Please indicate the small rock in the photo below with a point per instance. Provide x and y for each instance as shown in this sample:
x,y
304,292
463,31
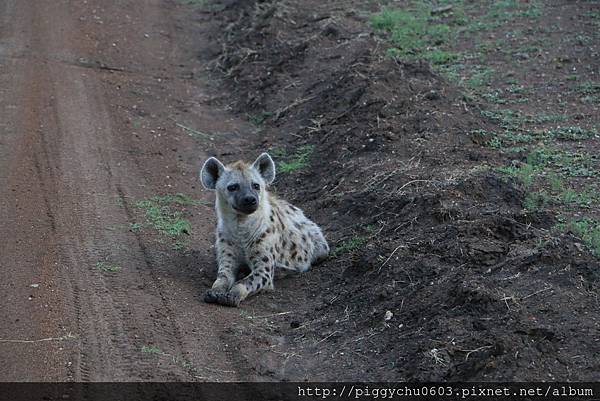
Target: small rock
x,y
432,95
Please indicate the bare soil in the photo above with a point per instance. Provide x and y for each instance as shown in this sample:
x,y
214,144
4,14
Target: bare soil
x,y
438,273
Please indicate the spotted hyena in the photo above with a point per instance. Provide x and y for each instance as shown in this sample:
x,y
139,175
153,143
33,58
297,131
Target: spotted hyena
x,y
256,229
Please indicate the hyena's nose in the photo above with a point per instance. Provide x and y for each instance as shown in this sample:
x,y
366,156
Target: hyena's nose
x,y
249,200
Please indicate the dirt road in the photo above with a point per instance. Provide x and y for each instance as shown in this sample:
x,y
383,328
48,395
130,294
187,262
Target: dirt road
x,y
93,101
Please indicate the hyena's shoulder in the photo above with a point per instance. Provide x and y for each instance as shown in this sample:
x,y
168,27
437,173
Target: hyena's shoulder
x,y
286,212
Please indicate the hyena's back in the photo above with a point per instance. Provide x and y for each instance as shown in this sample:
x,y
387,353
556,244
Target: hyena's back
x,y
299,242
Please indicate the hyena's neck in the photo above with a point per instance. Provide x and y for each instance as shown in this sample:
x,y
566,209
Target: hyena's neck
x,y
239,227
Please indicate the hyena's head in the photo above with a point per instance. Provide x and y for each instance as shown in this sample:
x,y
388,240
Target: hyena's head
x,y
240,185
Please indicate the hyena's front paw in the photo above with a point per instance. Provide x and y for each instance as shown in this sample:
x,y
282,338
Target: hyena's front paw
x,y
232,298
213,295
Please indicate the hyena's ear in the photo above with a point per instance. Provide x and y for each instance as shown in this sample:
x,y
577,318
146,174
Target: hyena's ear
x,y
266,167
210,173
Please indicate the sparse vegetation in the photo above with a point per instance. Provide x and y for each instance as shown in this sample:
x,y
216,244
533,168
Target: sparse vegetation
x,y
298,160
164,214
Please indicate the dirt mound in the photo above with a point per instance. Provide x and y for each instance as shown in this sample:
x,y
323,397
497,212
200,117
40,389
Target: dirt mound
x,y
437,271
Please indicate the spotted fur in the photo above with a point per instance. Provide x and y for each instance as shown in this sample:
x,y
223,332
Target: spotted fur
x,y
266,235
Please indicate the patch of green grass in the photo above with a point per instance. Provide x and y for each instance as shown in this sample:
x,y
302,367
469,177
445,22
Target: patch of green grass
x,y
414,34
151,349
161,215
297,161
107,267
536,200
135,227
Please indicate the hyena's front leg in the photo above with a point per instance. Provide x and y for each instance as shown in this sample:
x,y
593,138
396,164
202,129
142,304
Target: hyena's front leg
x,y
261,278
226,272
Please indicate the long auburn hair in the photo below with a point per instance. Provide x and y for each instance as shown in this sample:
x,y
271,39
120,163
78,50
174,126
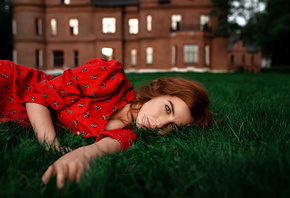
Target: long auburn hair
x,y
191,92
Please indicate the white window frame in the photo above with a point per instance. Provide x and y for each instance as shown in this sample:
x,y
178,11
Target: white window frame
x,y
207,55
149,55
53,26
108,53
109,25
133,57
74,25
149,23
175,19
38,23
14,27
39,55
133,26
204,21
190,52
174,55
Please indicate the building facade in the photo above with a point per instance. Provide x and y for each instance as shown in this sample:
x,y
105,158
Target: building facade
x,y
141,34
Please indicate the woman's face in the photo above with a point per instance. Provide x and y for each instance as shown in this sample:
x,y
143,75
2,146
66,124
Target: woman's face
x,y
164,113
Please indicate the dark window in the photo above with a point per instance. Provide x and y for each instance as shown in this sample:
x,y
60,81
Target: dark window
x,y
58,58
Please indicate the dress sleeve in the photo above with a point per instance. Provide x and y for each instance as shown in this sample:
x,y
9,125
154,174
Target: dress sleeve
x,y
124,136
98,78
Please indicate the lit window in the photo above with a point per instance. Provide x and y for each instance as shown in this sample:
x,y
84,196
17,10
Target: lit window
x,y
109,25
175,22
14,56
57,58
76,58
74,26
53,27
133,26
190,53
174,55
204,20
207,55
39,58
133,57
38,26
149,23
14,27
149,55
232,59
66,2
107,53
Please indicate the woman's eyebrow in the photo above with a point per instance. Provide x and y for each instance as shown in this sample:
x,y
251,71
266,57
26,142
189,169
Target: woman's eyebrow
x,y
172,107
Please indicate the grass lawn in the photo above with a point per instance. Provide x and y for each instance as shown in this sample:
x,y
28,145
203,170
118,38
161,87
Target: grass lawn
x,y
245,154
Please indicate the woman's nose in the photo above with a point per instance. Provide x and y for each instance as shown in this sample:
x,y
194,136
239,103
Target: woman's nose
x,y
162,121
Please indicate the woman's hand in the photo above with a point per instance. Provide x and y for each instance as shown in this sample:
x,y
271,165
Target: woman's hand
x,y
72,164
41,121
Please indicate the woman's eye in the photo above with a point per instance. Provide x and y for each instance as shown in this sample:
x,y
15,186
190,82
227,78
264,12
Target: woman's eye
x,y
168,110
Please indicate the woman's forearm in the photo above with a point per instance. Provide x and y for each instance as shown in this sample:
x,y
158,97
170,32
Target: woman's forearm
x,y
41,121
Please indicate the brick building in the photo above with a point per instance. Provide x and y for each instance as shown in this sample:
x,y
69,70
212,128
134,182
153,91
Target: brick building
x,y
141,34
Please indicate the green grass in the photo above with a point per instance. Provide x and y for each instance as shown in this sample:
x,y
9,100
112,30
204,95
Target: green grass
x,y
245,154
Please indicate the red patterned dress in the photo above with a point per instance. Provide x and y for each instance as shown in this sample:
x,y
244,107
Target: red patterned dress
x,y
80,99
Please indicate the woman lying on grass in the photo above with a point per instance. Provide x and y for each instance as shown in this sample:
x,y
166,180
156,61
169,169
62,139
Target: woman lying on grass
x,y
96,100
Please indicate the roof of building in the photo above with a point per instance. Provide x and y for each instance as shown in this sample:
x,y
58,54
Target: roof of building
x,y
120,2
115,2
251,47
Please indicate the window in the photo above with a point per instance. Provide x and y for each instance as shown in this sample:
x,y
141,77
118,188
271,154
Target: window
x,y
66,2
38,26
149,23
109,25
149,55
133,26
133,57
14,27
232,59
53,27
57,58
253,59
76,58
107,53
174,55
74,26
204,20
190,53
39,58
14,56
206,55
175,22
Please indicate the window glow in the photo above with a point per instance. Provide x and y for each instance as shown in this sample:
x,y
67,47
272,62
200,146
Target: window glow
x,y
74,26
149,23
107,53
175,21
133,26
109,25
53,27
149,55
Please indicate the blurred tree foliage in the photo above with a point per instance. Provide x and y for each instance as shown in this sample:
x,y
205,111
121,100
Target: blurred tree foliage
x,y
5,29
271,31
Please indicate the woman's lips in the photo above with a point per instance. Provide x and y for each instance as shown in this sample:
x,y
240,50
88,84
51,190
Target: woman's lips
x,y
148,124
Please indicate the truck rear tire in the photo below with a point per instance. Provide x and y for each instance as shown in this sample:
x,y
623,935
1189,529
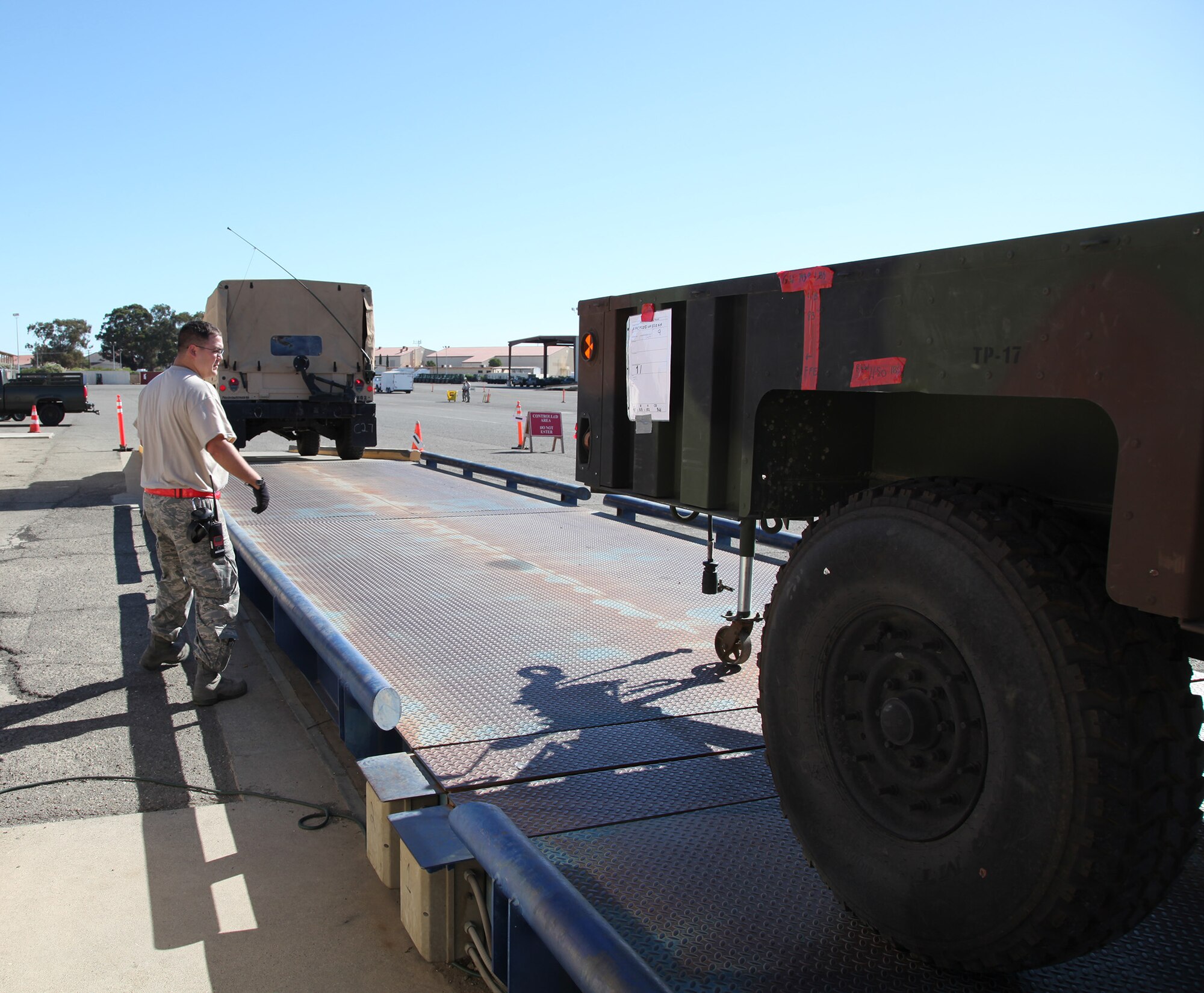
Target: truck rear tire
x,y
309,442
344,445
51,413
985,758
====
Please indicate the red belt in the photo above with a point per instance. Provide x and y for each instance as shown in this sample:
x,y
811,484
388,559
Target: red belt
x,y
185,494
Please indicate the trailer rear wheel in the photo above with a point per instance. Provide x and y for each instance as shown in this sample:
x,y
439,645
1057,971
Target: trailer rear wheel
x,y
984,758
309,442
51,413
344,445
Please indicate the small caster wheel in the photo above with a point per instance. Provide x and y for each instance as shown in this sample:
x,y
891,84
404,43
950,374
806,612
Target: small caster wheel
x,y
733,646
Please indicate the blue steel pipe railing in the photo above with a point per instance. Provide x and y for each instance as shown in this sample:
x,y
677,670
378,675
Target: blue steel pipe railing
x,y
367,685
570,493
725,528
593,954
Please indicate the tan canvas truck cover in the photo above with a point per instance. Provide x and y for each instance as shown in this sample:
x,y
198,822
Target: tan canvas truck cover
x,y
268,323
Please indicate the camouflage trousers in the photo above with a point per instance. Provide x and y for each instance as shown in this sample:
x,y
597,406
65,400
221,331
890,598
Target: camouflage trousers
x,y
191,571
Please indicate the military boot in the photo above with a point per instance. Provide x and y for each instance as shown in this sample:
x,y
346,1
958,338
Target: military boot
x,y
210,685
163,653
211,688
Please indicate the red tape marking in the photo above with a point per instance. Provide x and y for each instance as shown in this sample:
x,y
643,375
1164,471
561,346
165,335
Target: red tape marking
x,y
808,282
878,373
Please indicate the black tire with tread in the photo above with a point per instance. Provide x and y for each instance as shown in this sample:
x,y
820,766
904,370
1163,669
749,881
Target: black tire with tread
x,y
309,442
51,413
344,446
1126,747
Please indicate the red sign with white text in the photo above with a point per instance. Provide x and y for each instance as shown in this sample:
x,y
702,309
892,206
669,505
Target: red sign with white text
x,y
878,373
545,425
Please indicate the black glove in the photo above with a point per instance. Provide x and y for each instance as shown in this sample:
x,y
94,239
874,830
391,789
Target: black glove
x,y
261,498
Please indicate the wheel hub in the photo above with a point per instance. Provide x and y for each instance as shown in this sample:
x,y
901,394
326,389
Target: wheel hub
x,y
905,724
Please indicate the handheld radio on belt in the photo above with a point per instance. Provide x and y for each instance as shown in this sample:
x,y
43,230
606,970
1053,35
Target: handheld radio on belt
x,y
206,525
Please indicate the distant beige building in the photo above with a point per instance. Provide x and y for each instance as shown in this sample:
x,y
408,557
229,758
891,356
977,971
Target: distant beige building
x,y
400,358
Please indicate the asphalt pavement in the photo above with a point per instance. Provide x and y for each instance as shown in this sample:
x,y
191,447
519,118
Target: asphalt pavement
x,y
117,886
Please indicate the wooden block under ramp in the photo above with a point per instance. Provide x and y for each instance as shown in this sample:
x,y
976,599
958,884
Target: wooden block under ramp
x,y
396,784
====
Write out every line of the material above in which the word "blue" appears.

Please indicate the blue steel pipe railing in the photo above with a point per instance. Provide x and y for each instance as shown in this sample:
Target: blue steel pipe railing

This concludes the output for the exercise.